TASK DESCRIPTION
Report how many lines of the data below include the word "hair". Give the number alone.

'''

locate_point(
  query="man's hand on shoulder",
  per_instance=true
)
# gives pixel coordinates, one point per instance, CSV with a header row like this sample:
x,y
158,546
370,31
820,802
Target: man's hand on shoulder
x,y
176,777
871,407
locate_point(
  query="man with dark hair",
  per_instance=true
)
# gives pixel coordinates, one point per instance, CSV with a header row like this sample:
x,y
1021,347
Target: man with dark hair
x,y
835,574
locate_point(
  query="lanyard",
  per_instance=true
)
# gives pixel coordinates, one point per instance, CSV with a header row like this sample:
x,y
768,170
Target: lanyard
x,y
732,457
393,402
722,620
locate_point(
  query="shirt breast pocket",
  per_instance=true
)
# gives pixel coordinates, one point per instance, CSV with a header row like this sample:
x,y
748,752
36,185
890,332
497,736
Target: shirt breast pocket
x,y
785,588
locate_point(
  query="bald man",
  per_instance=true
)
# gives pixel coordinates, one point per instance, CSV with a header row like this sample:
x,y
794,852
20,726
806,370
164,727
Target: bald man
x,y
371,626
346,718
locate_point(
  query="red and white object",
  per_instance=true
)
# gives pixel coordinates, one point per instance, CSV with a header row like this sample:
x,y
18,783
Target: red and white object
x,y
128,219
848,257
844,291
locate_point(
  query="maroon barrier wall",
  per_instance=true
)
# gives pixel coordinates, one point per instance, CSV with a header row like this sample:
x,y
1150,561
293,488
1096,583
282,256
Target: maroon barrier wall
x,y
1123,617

'''
'''

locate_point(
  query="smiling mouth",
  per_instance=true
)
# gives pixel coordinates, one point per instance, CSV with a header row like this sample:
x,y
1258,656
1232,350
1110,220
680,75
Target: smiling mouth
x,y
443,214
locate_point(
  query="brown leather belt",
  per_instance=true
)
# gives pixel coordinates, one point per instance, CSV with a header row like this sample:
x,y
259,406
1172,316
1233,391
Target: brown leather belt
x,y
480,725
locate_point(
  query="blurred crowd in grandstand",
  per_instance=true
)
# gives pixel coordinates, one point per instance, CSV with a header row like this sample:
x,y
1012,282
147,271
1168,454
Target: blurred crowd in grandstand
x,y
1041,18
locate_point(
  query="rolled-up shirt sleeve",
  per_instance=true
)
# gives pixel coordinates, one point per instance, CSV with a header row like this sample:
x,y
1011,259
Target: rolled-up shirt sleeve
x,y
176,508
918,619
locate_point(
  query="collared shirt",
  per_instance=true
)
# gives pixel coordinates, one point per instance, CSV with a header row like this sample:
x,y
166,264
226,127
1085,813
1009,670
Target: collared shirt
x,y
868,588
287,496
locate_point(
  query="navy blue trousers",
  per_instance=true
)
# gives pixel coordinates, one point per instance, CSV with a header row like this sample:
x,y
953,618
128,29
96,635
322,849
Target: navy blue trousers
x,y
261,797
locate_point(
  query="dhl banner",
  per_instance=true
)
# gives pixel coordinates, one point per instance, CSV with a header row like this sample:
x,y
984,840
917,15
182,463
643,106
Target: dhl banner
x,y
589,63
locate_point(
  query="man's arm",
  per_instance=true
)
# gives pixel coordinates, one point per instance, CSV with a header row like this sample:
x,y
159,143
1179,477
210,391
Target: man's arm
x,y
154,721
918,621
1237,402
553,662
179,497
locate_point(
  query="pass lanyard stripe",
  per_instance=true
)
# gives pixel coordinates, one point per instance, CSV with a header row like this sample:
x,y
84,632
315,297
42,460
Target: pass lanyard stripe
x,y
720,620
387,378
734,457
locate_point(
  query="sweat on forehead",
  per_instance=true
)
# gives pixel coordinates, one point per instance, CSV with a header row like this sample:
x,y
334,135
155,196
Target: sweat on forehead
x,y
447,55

'''

RESPONSE TO THIS EXERCISE
2